WHAT THE TASK ASKS => All that is needed is the line containing "Target: adult wolf" together with each line after it, transcribed exactly to the end of the records.

Dataset excerpts
------------------------------

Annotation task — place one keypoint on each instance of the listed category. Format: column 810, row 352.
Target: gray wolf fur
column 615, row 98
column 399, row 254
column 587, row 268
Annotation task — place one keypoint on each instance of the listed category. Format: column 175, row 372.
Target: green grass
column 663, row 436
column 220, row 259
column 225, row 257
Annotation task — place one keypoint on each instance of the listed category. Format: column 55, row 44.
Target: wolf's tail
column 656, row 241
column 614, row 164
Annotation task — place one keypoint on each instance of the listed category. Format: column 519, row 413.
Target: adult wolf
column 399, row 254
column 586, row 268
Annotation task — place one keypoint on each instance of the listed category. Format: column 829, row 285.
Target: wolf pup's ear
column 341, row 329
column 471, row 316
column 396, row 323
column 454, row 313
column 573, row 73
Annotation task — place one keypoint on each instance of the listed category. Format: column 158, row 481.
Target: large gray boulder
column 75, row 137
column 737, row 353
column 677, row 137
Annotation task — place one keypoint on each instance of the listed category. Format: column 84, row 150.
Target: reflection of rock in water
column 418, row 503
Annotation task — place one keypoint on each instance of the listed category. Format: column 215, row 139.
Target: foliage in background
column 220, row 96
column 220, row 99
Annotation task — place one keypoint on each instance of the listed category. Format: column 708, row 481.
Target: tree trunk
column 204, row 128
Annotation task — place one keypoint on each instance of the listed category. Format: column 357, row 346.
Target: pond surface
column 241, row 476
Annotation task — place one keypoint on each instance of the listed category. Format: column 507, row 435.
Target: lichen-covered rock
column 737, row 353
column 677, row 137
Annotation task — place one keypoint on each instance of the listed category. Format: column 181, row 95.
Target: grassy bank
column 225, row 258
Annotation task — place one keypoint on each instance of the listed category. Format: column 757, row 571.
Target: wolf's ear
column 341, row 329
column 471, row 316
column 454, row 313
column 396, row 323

------------------------------

EXPECTED ANSWER =>
Target: adult wolf
column 399, row 254
column 586, row 268
Annotation task — place one keypoint on each instance of the listed category. Format: column 829, row 285.
Target: wolf pup's ear
column 341, row 329
column 471, row 316
column 396, row 323
column 454, row 313
column 573, row 73
Annotation task — place one keypoint on each instance of the listed category. Format: column 158, row 481.
Target: large gray boulder
column 75, row 137
column 737, row 353
column 677, row 137
Annotation task — place one keypoint on each instance of the listed category. Format: column 84, row 150.
Target: reflection of rock in water
column 418, row 503
Annotation task — place one keypoint on each instance of the listed category. Format: column 215, row 139.
Target: foliage in background
column 220, row 96
column 220, row 99
Annotation task — place one keypoint on each instance of the listed category. Format: column 708, row 481.
Target: tree trunk
column 204, row 128
Annotation task — place one keypoint on each instance of the listed category. Format: column 357, row 346.
Target: pond surface
column 241, row 476
Annotation task — place one keypoint on each instance of the listed category. Format: column 507, row 435.
Target: lichen-covered rock
column 737, row 353
column 677, row 137
Annotation task — place one keypoint on each instance of the listed category. Format: column 181, row 95.
Target: grassy bank
column 225, row 258
Annotation task — place one keypoint on each instance of the listed category. Format: column 757, row 571.
Target: wolf's ear
column 341, row 329
column 471, row 316
column 454, row 313
column 396, row 323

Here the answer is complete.